* [Data excerpts]:
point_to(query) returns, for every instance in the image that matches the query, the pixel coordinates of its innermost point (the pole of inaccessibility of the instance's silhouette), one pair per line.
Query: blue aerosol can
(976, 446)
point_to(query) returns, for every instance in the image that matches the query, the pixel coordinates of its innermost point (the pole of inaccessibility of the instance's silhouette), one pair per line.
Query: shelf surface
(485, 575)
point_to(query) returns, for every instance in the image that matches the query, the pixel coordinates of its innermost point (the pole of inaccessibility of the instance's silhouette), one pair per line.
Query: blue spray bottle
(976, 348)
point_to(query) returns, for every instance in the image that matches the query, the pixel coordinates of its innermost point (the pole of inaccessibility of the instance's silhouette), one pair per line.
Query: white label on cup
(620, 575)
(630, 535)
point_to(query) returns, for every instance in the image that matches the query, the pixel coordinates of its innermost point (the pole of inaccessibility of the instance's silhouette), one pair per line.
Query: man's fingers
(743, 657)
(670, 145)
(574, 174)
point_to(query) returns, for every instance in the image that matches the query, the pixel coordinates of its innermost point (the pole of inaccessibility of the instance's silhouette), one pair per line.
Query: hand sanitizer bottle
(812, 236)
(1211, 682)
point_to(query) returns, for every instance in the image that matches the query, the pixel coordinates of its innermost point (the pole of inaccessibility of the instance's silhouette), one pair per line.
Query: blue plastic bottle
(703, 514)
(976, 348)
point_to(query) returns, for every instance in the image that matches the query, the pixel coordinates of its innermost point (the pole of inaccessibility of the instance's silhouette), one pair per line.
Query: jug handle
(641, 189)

* [EXERCISE DETAILS]: Write out all of the records word for word.

* [WORKED SOLUTION]:
point_to(query) returns, for every instance in the image that matches the query, the pixel coordinates of its innermost point (the pole of inaccessibility of the instance's silhouette), one pair per line.
Query: blue aerosol can
(976, 446)
point_to(query) returns, for every instance in the image that matches the query, the pixel coordinates of its innermost point (the pole of inaccessibility of the instance's silhouette), one pair per line.
Query: shelf surface
(485, 575)
point_to(query) returns, for every instance in the image that matches the query, the pixel coordinates of its innermost point (the pole of inaccessibility of the instance's silhouette), one pair per line.
Query: blue spray bottle
(976, 348)
point_to(query) returns, for every instance in the image that matches the query, the pixel coordinates of its innermost point (the pole of inaccessibility of the instance's silhouette), one pair per line.
Query: white label on cup
(620, 575)
(630, 535)
point_to(query) returns, for every instance in the image that matches the query, the pixel coordinates of its innermost point (the pole of inaccessibility of the instance's silhouette), one pair per line.
Query: man's fingers
(743, 657)
(670, 145)
(574, 174)
point_to(query) returns, for every instance in the image that matches the query, the pixel coordinates of its innermost point (the pole of inaccessibility of the instance's silhouette), one pair per line.
Query: hand sanitizer bottle
(812, 236)
(1211, 682)
point_to(query) returns, for every instance in the image that matches the query, the pixel coordinates of its innermost point (the pole of inaccessibility of the instance's silhouette), one pair per line.
Query: blue plastic bottle
(703, 514)
(976, 348)
point_to(query) returns, for every instance in the image that matches the query, the pixel coordinates of its innermost point (the pole of inaccessibility of the instance's silhouette), one pair per line.
Query: jug handle
(641, 189)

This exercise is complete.